- **CONSIGNE**
Recopiez à l'identique le passage de l'article sur l'escalade israélo-libanaise qui s'ouvre sur les mots « Israël-Liban-Iran. La nouvelle » et se clôt sur « 3 octobre 2024. ».

--- EXTRAIT DU DOCUMENT ---

Israël-Liban-Iran. La nouvelle phase d’escalade militaire présidée par Netanyahou. Et «la Realpolitik» cynique de Biden

Dahieh, banlieue sud de Beyrouth, le 3 octobre 2024.

Par Patrick Cockburn

Les frappes aériennes israéliennes ont fermé la route Beyrouth-Damas [poste-frontière de Masnaa], qui est le lien le plus important entre le Liban et le monde extérieur. Dans le même temps, les bombardements à proximité de l’aéroport international de Beyrouth menacent de le fermer également. Dans une grande partie du sud du Liban, Israël a ordonné à la population de fuir vers le nord, à Beyrouth, bien que la capitale subisse des attaques aériennes incessantes.

L’invasion israélienne est déjà en train de transformer le Liban en Gaza II, avec un bombardement aérien impitoyable qui réduit en ruines les zones bâties. L’excuse israélienne est que le Hamas et le Hezbollah sont visés par des «frappes de précision».

Cette stratégie n’est pas une surprise puisque le premier ministre israélien, Benyamin Netanyahou, l’a exposée lors d’une visite à la frontière israélo-libanaise en décembre dernier. Il avait déclaré: «Si le Hezbollah choisit de déclencher une guerre totale, il transformera de ses propres mains Beyrouth et le Sud-Liban, non loin d’ici, en «Gaza et Khan Younès.»

Guerre totale   

En fait, c’est Israël qui a déclenché la guerre totale en envahissant le Liban le 1er octobre. Son objectif évident est d’écraser le Hezbollah, ce que les Forces de défense israéliennes (FDI) n’ont pas réussi à faire au cours de l’année écoulée contre le Hamas à Gaza, une organisation militaire beaucoup plus faible.

L’ampleur de cet échec est involontairement admise par les FDI, puisqu’elles continuent de justifier les effroyables pertes civiles qu’elles infligent en affirmant que le Hamas est toujours présent partout dans la bande de Gaza et qu’il doit être éliminé. Ainsi, dans la ville palestinienne de Khan Younès, dans le sud de la bande de Gaza – l’endroit identifié par Netanyahou il y a dix mois comme un exemple du type de châtiment qui pourrait être infligé à Beyrouth et au Sud-Liban – des frappes aériennes israéliennes et une opération terrestre menée par des chars ont tué au moins 51 personnes mardi 1er octobre, a déclaré le ministère palestinien de la Santé. Les forces de défense israéliennes ont expliqué que les membres du Hamas disposaient de «centres de commandement et de contrôle» à l’intérieur des écoles de filles de Muscat, Rimal, Bureij et Nuseirat.

Une dévastation similaire est maintenant infligée aux Libanais alors que l’opération israélienne s’étend vers le nord avec le même mépris total pour les victimes civiles qu’à Gaza et en Cisjordanie occupée. Dans cette «région», où vivent trois millions de Palestiniens, 18 personnes assises dans un café d’un camp de réfugiés de la ville de Tulkarem ont été tuées jeudi 3 octobre par une frappe aérienne israélienne [ce qui marque un degré supérieur d’escalade dans la répression]. Les FDI ont affirmé avoir tué le chef local du Hamas ainsi que «d’autres terroristes importants» [1].

--- DONNÉES FOURNIES ---

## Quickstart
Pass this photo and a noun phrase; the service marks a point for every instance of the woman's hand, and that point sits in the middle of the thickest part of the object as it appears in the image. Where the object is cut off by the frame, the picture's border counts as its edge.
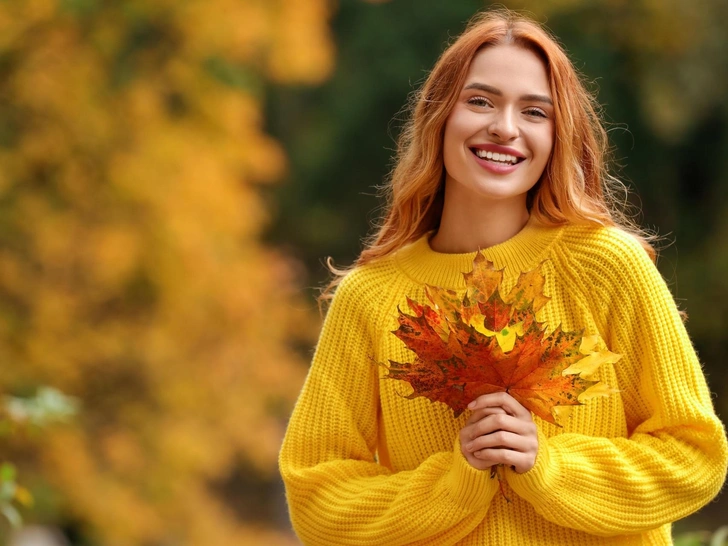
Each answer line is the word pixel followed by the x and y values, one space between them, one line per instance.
pixel 499 431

---

- **RÉPONSE**
Israël-Liban-Iran. La nouvelle phase d’escalade militaire présidée par Netanyahou. Et «la Realpolitik» cynique de Biden

Dahieh, banlieue sud de Beyrouth, le 3 octobre 2024.